▶ The task: For this exercise, reproduce the entries below exactly, but only from the line containing "Reviewer note: every instance of the white cloud" through the line containing "Reviewer note: every instance of the red", both included.

(Exercise input Opens)

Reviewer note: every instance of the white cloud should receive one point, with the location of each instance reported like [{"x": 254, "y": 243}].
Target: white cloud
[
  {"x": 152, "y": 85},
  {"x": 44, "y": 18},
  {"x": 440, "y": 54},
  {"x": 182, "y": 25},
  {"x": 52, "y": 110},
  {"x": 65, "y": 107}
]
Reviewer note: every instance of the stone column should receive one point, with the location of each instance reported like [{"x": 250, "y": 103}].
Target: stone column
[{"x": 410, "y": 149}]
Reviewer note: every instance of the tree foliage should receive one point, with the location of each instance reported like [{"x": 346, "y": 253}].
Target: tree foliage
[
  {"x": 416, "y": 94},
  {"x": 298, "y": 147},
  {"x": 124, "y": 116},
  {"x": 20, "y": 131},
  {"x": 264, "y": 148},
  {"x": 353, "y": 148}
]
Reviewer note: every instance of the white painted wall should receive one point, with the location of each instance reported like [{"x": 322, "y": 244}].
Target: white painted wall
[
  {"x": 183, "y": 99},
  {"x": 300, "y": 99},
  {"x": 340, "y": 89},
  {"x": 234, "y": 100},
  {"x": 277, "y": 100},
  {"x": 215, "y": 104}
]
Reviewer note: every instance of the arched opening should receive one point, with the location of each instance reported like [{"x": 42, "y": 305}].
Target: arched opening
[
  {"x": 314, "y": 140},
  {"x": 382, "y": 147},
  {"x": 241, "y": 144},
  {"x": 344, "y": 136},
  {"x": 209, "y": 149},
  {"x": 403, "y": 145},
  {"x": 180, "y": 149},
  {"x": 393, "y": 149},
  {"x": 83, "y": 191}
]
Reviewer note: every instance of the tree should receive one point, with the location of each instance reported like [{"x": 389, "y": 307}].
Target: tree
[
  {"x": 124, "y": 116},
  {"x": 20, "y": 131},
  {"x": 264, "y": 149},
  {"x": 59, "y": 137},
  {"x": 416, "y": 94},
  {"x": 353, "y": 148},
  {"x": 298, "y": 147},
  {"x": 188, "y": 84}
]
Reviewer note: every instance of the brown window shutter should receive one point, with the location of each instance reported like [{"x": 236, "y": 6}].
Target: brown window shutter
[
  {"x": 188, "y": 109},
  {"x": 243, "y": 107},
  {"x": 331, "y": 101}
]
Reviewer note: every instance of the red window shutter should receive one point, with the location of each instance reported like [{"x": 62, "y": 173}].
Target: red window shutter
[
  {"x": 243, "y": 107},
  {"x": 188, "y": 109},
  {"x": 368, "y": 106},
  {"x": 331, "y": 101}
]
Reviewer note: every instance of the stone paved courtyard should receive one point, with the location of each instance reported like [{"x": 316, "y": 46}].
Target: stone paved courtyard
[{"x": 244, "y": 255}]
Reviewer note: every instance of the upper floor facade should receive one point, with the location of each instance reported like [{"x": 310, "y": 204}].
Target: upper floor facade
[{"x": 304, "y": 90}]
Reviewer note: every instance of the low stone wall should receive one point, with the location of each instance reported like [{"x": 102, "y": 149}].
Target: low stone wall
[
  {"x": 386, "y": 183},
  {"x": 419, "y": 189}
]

(Exercise input Closes)
(Exercise input Opens)

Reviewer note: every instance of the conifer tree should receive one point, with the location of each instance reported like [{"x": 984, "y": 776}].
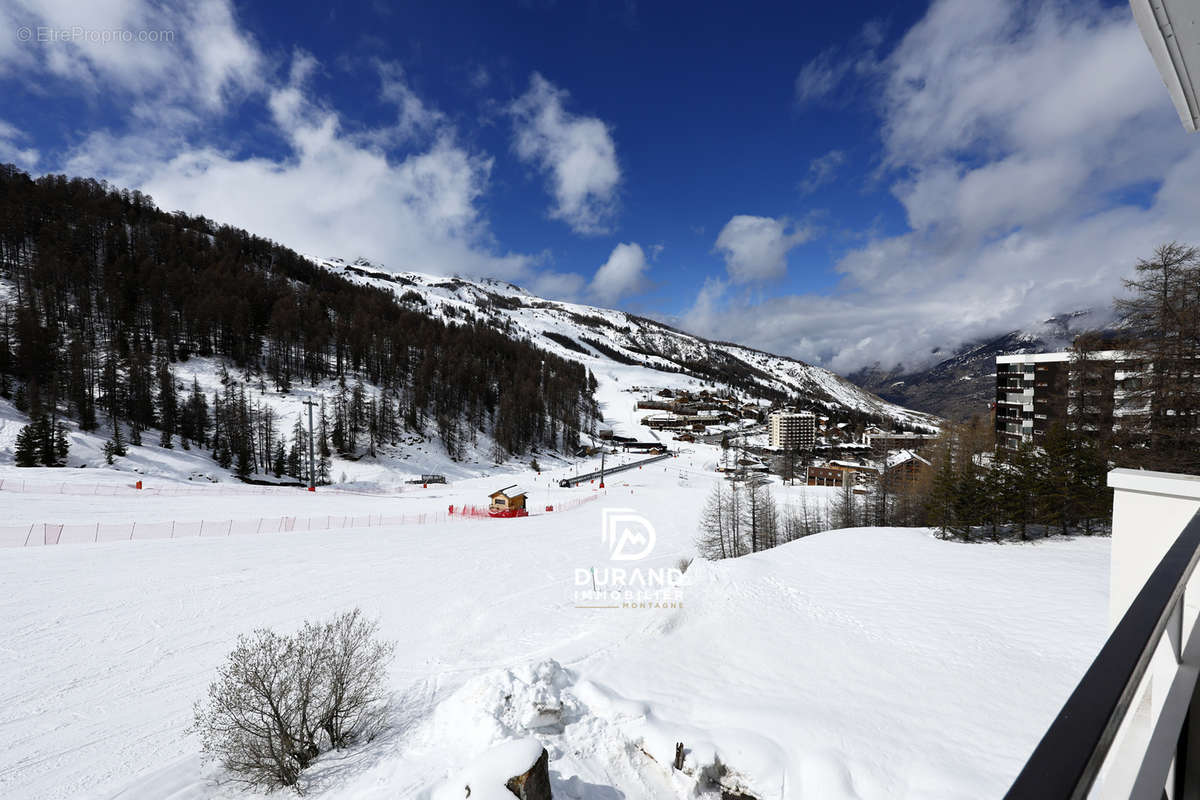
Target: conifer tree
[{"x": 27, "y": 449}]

(Exercise input Closes)

▶ Your solution:
Reviewer note: every instance of the white cloud should receive one point, with the location of each instance reported like [{"x": 254, "y": 243}].
Target: white cloud
[
  {"x": 152, "y": 85},
  {"x": 44, "y": 18},
  {"x": 440, "y": 54},
  {"x": 182, "y": 25},
  {"x": 52, "y": 110},
  {"x": 65, "y": 107}
]
Reviewer note: every instance of the stone column should receive one point, with the location of each instance reported like [{"x": 250, "y": 103}].
Target: stone column
[{"x": 410, "y": 149}]
Reviewer note: every instance of the tree foliage should receive one point, with the location of each instance reported like [{"x": 346, "y": 253}].
Target: tree foliage
[
  {"x": 416, "y": 94},
  {"x": 298, "y": 147},
  {"x": 124, "y": 116},
  {"x": 20, "y": 131},
  {"x": 264, "y": 148},
  {"x": 353, "y": 148}
]
Reviewer note: every instance of the white painted wall should receive one point, with the location of each instance reported like [{"x": 322, "y": 244}].
Target: white painted wall
[
  {"x": 183, "y": 99},
  {"x": 300, "y": 99},
  {"x": 340, "y": 89},
  {"x": 234, "y": 100},
  {"x": 277, "y": 100},
  {"x": 215, "y": 104}
]
Reviewer note: every instance of the arched opening should receive one point, with the location of each instance reported like [{"x": 42, "y": 305}].
Target: arched opening
[
  {"x": 314, "y": 140},
  {"x": 382, "y": 147},
  {"x": 241, "y": 144},
  {"x": 344, "y": 136},
  {"x": 209, "y": 149},
  {"x": 403, "y": 145},
  {"x": 180, "y": 149},
  {"x": 393, "y": 149},
  {"x": 83, "y": 191}
]
Reviewer note: every instance of the tree should receive one point, with the location of each instance reported like [{"x": 389, "y": 307}].
Target: tree
[
  {"x": 124, "y": 116},
  {"x": 20, "y": 131},
  {"x": 264, "y": 149},
  {"x": 59, "y": 137},
  {"x": 416, "y": 94},
  {"x": 353, "y": 148},
  {"x": 298, "y": 147},
  {"x": 188, "y": 84}
]
Reviewer note: every instance of the brown window shutter should receive one point, with the location of each instance reported like [{"x": 236, "y": 6}].
Target: brown window shutter
[
  {"x": 188, "y": 109},
  {"x": 243, "y": 107},
  {"x": 331, "y": 101}
]
Reviewer note: every instance of the red window shutter should receive one point, with the location of each instance reported like [{"x": 62, "y": 173}].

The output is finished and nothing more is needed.